### WHAT YOU HAVE TO DO
Transcribe exactly the lines that fall between the one holding "Target: wooden railing" and the one holding "Note: identify the tiled", inclusive, from the entries below.

(Excerpts from a dataset)
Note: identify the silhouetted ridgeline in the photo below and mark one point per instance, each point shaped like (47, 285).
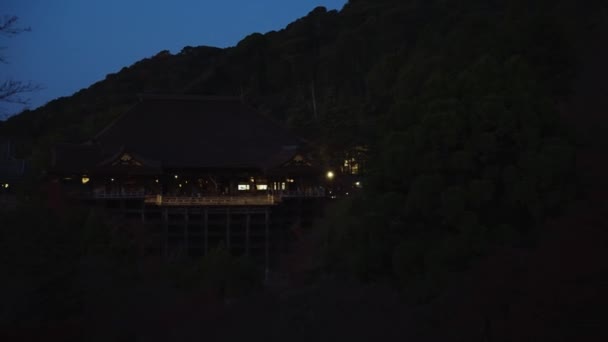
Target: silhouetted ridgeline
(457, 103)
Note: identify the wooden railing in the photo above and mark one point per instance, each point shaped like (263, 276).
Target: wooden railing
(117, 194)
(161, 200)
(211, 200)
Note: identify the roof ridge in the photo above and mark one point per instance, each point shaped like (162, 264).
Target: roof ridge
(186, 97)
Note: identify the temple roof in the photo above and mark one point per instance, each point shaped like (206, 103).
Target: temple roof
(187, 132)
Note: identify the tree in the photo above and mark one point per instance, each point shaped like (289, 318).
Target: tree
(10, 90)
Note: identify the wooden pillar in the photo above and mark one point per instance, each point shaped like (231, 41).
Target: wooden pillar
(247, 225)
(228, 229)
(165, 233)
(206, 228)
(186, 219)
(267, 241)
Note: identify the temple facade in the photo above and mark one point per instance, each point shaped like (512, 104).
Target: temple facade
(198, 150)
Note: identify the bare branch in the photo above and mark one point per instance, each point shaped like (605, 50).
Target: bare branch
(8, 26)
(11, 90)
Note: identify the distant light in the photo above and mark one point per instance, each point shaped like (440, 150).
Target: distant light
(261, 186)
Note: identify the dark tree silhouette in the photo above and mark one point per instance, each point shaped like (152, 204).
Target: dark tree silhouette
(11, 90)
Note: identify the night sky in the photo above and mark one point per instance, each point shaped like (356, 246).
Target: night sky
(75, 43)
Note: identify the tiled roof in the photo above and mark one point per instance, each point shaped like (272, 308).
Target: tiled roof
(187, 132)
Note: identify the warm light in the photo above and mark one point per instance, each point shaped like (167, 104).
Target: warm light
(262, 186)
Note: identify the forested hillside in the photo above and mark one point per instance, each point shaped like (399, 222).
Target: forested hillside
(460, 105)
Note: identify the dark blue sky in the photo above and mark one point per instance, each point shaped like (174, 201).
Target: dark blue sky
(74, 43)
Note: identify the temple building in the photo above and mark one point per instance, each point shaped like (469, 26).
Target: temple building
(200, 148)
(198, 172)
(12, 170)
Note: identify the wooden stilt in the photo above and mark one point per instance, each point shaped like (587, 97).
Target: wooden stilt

---

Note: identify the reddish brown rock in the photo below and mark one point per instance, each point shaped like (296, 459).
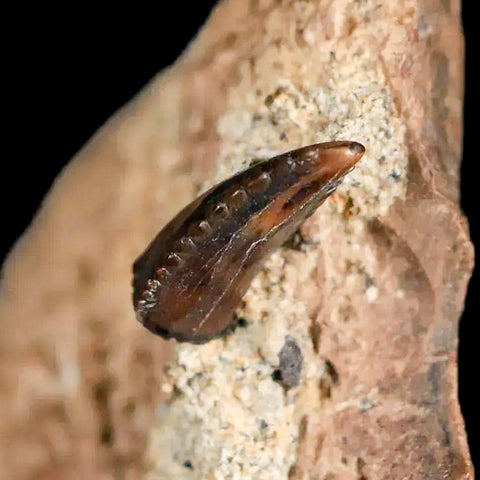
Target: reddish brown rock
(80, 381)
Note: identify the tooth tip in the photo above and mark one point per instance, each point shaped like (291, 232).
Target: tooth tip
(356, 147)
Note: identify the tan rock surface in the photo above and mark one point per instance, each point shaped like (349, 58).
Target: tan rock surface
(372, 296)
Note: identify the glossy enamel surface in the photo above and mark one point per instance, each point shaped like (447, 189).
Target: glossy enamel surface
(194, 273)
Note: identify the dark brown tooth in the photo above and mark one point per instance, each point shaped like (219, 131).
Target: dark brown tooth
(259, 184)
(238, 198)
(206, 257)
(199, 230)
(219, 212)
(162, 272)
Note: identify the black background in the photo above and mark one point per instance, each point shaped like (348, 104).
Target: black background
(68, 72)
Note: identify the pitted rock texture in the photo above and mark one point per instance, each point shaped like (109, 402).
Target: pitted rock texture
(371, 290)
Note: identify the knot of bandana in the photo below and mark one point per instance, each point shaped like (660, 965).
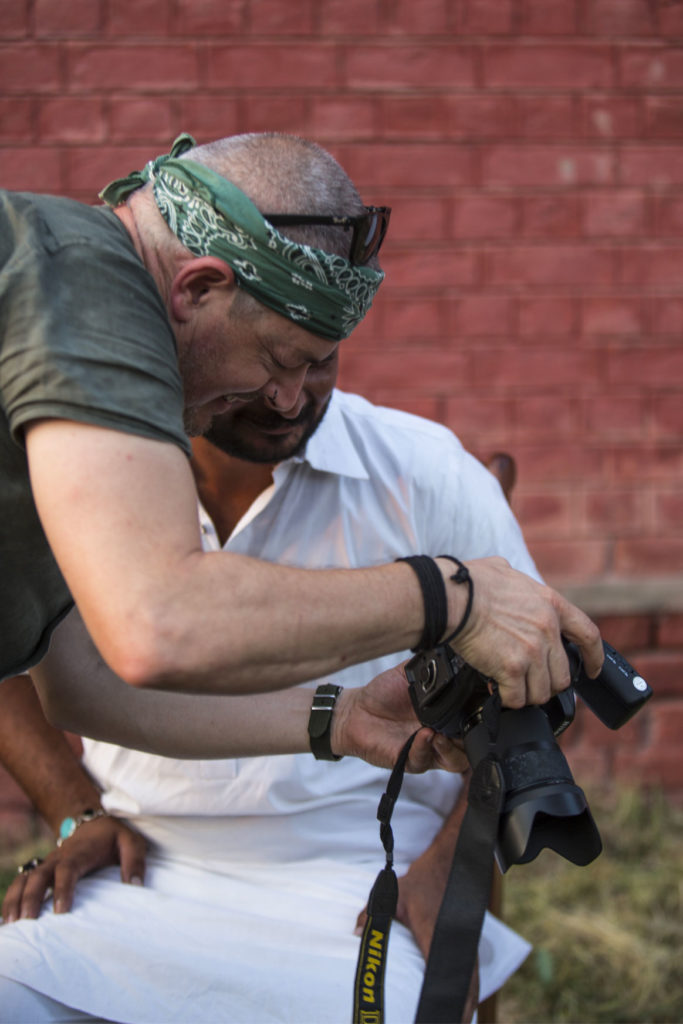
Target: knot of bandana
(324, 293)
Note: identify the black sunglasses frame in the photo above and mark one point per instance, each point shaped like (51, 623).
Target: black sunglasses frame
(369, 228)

* * *

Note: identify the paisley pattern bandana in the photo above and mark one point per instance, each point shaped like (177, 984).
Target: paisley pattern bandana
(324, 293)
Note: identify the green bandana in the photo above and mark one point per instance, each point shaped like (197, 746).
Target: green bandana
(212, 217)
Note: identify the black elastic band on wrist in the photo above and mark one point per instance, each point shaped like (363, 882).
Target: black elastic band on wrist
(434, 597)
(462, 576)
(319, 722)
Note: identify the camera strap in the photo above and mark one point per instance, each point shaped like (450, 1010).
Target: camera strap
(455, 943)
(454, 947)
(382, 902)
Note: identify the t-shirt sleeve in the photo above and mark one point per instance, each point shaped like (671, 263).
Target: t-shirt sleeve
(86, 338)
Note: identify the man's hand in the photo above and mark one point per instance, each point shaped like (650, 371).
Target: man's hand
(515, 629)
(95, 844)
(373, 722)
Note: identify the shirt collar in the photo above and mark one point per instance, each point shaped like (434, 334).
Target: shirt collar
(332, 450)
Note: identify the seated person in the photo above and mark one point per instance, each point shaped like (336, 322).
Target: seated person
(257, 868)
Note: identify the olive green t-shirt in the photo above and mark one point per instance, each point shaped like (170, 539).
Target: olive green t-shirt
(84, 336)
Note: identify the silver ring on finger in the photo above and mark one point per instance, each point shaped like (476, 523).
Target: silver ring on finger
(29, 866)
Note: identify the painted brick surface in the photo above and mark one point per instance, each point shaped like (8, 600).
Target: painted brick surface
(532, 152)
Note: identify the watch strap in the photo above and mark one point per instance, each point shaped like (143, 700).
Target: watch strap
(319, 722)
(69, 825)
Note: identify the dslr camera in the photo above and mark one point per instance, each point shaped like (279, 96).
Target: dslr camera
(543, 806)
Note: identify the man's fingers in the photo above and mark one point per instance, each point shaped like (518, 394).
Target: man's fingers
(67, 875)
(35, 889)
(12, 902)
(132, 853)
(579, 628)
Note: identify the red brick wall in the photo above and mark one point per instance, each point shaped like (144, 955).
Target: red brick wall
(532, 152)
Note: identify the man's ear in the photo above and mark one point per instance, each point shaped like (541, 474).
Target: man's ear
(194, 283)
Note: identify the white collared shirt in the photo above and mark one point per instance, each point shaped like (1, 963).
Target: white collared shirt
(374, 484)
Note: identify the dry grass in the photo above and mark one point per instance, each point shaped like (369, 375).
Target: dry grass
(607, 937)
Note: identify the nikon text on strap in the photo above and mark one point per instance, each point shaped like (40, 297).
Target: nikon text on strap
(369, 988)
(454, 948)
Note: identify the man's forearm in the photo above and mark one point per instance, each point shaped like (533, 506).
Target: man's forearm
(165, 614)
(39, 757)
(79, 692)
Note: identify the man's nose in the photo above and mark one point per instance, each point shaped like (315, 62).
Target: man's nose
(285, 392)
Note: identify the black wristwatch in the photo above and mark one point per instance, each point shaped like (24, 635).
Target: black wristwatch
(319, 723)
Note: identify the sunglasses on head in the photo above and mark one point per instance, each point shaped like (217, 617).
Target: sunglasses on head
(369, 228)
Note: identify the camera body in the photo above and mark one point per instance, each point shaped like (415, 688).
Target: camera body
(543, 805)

### PROBLEM SOLUTION
Target: wooden railing
(117, 194)
(161, 200)
(211, 200)
Note: identify the roof ridge in the photo above and mark one point per instance, each point shaped like (162, 264).
Target: roof ridge
(186, 97)
Note: identify the temple roof in the photo above and mark one point per instance, each point shaped like (206, 103).
Target: temple roof
(187, 132)
Note: identify the tree in the photo above and mark one point per instance, each point shaped like (289, 318).
Target: tree
(10, 90)
Note: identify the wooden pillar in the photo above and mark one point per instance, each point shaped like (231, 41).
Target: wooden pillar
(247, 225)
(228, 229)
(165, 233)
(206, 228)
(186, 219)
(267, 241)
Note: identify the temple facade in the photo above and mark one point per instance, each point shaped like (512, 104).
Target: temple facade
(198, 150)
Note: identify the bare branch in the photo above and mark one point per instance, each point shaped like (605, 50).
Target: bare branch
(8, 26)
(11, 90)
Note: identify the distant light in the photo above and mark one point per instance, each point shaped like (440, 150).
Target: distant light
(261, 186)
Note: identify the dark tree silhouette in the photo above and mark one point per instance, each point shaped like (152, 204).
Target: dark tree silhouette
(11, 90)
Note: identify the night sky in the photo above and mark one point per instance, each point shaped like (356, 246).
Target: night sky
(75, 43)
Note: identify the tiled roof in the photo above and mark one point per instance, each point shaped like (272, 308).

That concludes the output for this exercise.